Infatti per l'economista togolese, non è da escludersi l'ipotesi di una Unità africana a doppia velocità, nella quale, una volta individuati "i settori da delegare alla struttura sovranazionale bisogna cominciare con coloro che sono pronti, gli altri seguiranno":
Si vuol realizzare un calco della Unione Europea? Evidentemente sì. Tanto più che non solo non si pensa al socialismo nemmeno nella versione -impregnata di comunitarismo aclassista- che fu propria della Tanzania, ma non si vede neanche la possibilità di riadattare e modificare parzialmente le istituzioni rappresentative sperimentate nel mondo occidentale. Lo specifica ancora Kodjo. Egli osserva la lentezza del processo di affermazione della democrazia capitalistica in Africa, sostenendo però che "nessuno oggi in Africa nega pubblicamente il suo carattere irreversibile". Infatti, a suo giudizio "quei pochi che sono critici lo fanno in nome di un relativismo culturale che vorrebbe una democrazia all'africana. Ma non esiste una democrazia all'africana. L'uomo africano è un uomo come tutti gli altri e i suoi diritti sono quelli di tutti gli altri uomini". Così il nostro si dichiara "convinto che nonostante i colpi di Stato e, qua e là, dei passi indietro la democrazia in Africa abbia oggi imboccato una strada definitiva". Già, una strada definitiva. Quella della importazione acritica di esperienze istituzionali generate da altri contesti storici.
Quella che ci fa dire che quest'UA si preannuncia come un mostro: il risultato di un processo diretto dall'alto, come quello che ha segnato il passaggio dalla CEE all'UE, ed anche della pedissequa imitazione di modelli occidentali. Il tutto contrassegnato da una totale mancanza di rispetto nei confronti delle esigenze locali, da una profonda discontinuità con tutto il passato africano, incluso quello legato a quelle lotte per la decolonizzazione che, se in termini storici hanno effettivamente fallito, non sono state prive di episodi significativi e ancor oggi da prendere a riferimento.
Eppure, con tutti gli aspetti negativi che stiamo sottolineando, l'Unione Africana non può esser giudicata come si giudica il definirsi del nuovo Polo politico ed economico europeo. E ciò per un motivo in fondo semplice, banale. Che però non si può spiegare senza prima aver risposto ad una precisa domanda, la seguente: per quale motivo gli Stati intrecciano rapporti più stretti tra loro, costituendosi in Poli? La risposta più ovvia è che, in questa fase, contraddistinta da una intensificazione di quel processo di internazionalizzazione del capitale che già Marx ed Engels ebbero modo di evidenziare, gli Stati -pur necessari per tanti versi- non bastano. Non bastano a far fronte ad una sempre più scatenata competizione per la conquista dei mercati o di luoghi dove esportare capitali altrimenti senza sbocco. I Poli -in un contesto in cui agli Stati sfugge gran parte della attività economica, portata avanti da imprese che la dislocano nell'intero globo terrestre- sono la forma più idonea a mantenere un controllo sui processi produttivi ed a sostenere la concorrenza economica.

———

• _Consegna_
Per favore, riscrivi in forma più breve il paragrafo del brano sopra che comincia con «Eppure, con tutti gli aspetti negativi», mantenendone i fatti principali.

• _Estratto dei dati_
———

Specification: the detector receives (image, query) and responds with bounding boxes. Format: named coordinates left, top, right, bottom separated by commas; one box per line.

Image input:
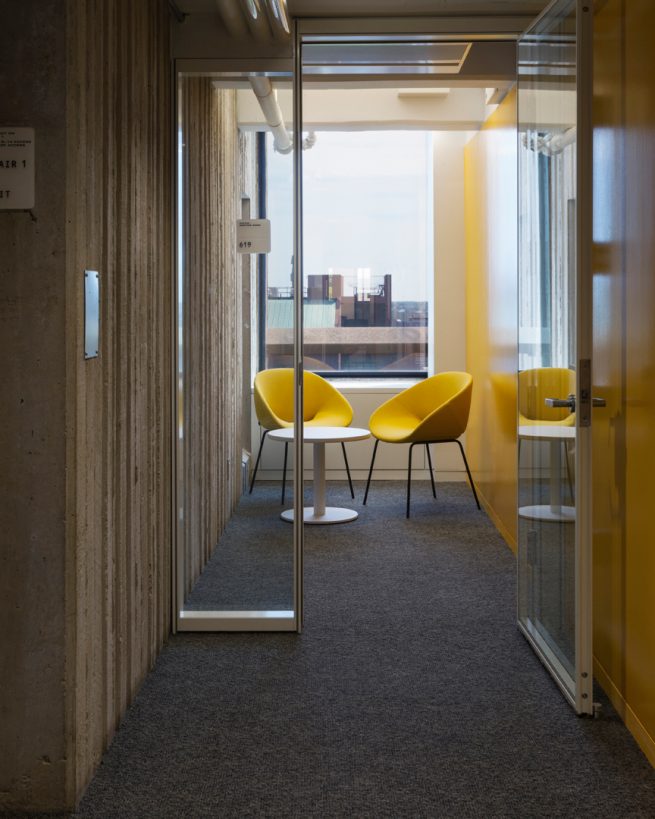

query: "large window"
left=260, top=131, right=433, bottom=375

———

• _Risposta_
Nonostante i suoi aspetti negativi, l'Unione Africana non può essere giudicata come il nuovo Polo politico ed economico europeo. Il motivo è semplice, ma per spiegarlo bisogna prima chiarire perché gli Stati si uniscono in Poli. Nella fase attuale l'internazionalizzazione del capitale, già evidenziata da Marx ed Engels, si è intensificata. Gli Stati, pur necessari, non bastano più ad affrontare la crescente competizione per i mercati e per i luoghi dove esportare capitali. Gran parte dell'attività economica sfugge agli Stati, perché la portano avanti imprese dislocate in tutto il globo. Per questo i Poli sono la forma più adatta a mantenere il controllo sui processi produttivi e a sostenere la concorrenza economica.